Given an array of black-and-white pixels (stored row-wise), a width, a height and a target resolution for the angle-component of the Hough space, the function hough returns an accumulator array for the Hough space (organised "angle-wise") and stores an upper bound for its distance dimension in the output argument rlimit. That is, the number of elements in the returned accumulator array is given by res * (*rlimit).

The body of the function centres on three nested loops: the two outermost loops iterate over the input pixels, while the conditionally executed innermost loop iterates over the angular dimension of the Hough space.

To parallelise the algorithm, we have to somehow decompose it into pieces that can execute concurrently. Typically such a decomposition is induced either by the structure of the computation or otherwise by the structure of the data that are operated on.

As, besides iteration, the only computationally interesting task that is carried out by the function is the trigonometry in the body of the innermost loop, there are no obvious opportunities for a decomposition based on the structure of the computation. Therefore, let us focus on decompositions based on the structure of the data, and let us distinguish between

data decompositions that are based on the structure of the input data, and
data decompositions that are based on the structure of the output data.

The structure of the input data, in our case, is given by the pixel array that is passed as an argument to the function hough and that is iterated over by the two outermost loops in the body of the function.

The structure of the output data is given by the structure of the returned accumulator array and is iterated over by the innermost loop in the body of the function.

We first look at output-data decomposition as, for the Hough transform, it leads to the simplest parallel algorithm.

Output-data decomposition

Decomposing the output data into units that can be produced relatively independently materialises into having the iterations of the innermost loop execute in parallel.

Doing so, one has to take into account any so-called loop-carried dependencies for the loop to parallelise. In this case, this is straightforward as there are no such loop-carried dependencies: all iterations of the loop require read-write accesses to the shared array accum, but each iteration operates on its own "private" segment of the array (i.e., those elements that have indices i with i % res == t).

Using OpenMP, this gives us the following straightforward parallel implementation:

size_t *hough(bool *pixels, size_t w, size_t h, size_t res, size_t *rlimit)
{
  *rlimit = (size_t)(sqrt(w * w + h * h));

  double step = M_PI_2 / res;
  size_t *accum = calloc(res * *rlimit, sizeof(size_t));
  size_t x, y, t;

  for (x = 0; x < w; ++x)
    for (y = 0; y < h; ++y)
      if (pixels[y * w + x])
        #pragma omp parallel for
        for (t = 0; t < res; ++t)
        {
          double theta = t * step;
          size_t r = x * cos(theta) + y * sin(theta);
          ++accum[r * res + t];
        }

  return accum;
}

Input-data decomposition

A data decomposition that follows the structure of the input data can be obtained by parallelising the outermost loop.

That loop, however, does have a loop-carried flow dependency as each loop iteration potentially requires read-write access to each cell of the shared accumulator array. Hence, in order to obtain a correct parallel implementation we have to synchronise these accumulator accesses. In this case, this can easily be done by updating the accumulators atomically.

## Information supplied:
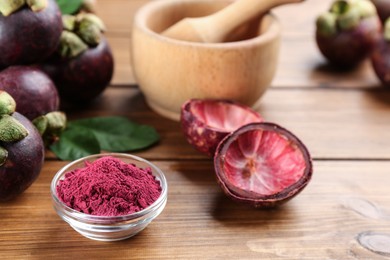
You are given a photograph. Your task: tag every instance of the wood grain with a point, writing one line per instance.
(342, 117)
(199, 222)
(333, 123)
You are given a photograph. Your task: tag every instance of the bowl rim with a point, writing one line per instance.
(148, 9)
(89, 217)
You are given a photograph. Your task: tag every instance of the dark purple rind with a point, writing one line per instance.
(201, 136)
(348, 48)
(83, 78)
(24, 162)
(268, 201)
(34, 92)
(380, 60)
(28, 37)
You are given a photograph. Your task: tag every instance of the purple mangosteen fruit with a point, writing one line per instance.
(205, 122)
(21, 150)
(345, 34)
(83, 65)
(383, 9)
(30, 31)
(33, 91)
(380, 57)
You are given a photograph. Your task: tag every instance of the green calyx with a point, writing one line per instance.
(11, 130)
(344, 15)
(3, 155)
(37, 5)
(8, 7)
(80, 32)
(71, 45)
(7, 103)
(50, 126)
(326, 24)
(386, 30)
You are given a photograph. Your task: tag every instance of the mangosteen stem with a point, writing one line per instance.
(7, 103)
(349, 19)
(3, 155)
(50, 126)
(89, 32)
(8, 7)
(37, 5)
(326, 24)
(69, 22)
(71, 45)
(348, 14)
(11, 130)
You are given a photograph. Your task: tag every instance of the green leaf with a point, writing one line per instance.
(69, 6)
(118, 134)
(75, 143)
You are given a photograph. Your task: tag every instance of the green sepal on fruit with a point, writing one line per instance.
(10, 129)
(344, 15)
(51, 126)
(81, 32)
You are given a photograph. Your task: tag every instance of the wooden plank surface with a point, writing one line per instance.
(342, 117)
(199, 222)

--

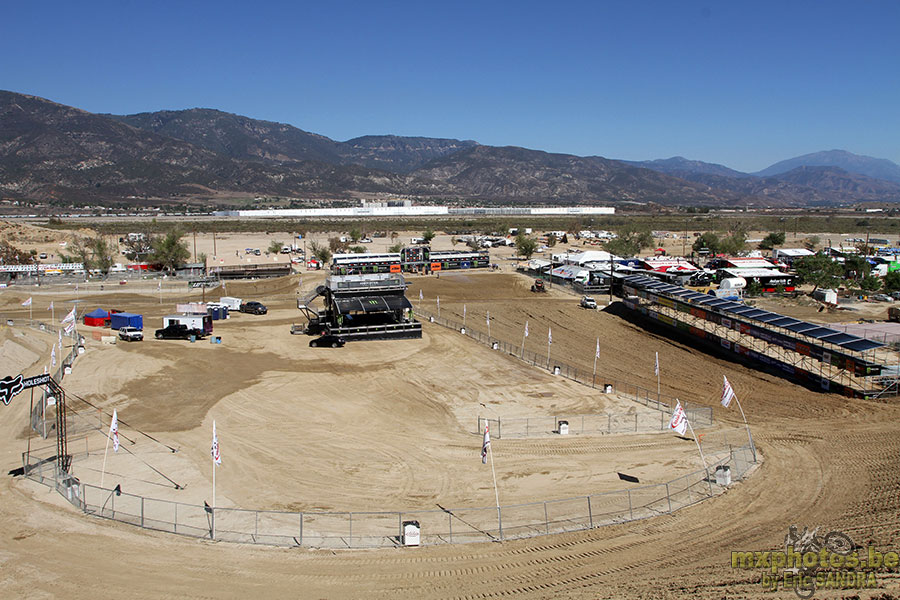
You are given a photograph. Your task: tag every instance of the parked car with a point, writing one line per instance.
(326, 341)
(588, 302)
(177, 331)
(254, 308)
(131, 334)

## Exercise task A:
Answer these questions about the Hough transform page, one per line:
(i) What does the function hough store in the output argument rlimit?
(ii) Which decomposition does the page look at first, and why?
(iii) How can the accumulator accesses be synchronized when the outermost loop is parallelized?
## Exercise task B:
Reproduce, word for word, the part of the Hough transform page that opens with the words containing "size_t *hough(bool *pixels, size_t" and closes with "(y = 0; y < h; ++y)".
## Exercise task C:
Continue the Hough transform page from where it stops, writing what comes next.
The lines after the Hough transform page have no role in this work.

## Exercise response A:
(i) An upper bound for the distance dimension of the Hough space.
(ii) Output-data decomposition, because for the Hough transform it leads to the simplest parallel algorithm.
(iii) By updating the accumulators atomically.

## Exercise response B:
size_t *hough(bool *pixels, size_t w, size_t h, size_t res, size_t *rlimit)
{
  *rlimit = (size_t)(sqrt(w * w + h * h));

  double step = M_PI_2 / res;
  size_t *accum = calloc(res * *rlimit, sizeof(size_t));
  size_t x, y, t;

  for (x = 0; x < w; ++x)
    for (y = 0; y < h; ++y)

## Exercise response C:
The loop also carries two so-called antidependencies. These are induced by the induction variables y and t of the inner loops and are trivially dealt with by making them private variables of the parallel outer loop.

The parallel implementation that we end up with then looks like this:

size_t *hough(bool *pixels, size_t w, size_t h, size_t res, size_t *rlimit)
{
  *rlimit = (size_t)(sqrt(w * w + h * h));

  double step = M_PI_2 / res;
  size_t *accum = calloc(res * *rlimit, sizeof(size_t));
  size_t x, y, t;

  #pragma omp parallel for private(y, t)
  for (x = 0; x < w; ++x)
    for (y = 0; y < h; ++y)
      if (pixels[y * w + x])
        for (t = 0; t < res; ++t)
        {
          double theta = t * step;
          size_t r = x * cos(theta) + y * sin(theta);
          #pragma omp atomic
          ++accum[r * res + t];
        }

  return accum;
}

Evaluation

Evaluating the two data-decomposition strategies, we observe that:

For both strategies, we end up with a parallelisation in which the computationally heavy parts of the algorithm (the trigonometry) are nicely distributed over threads.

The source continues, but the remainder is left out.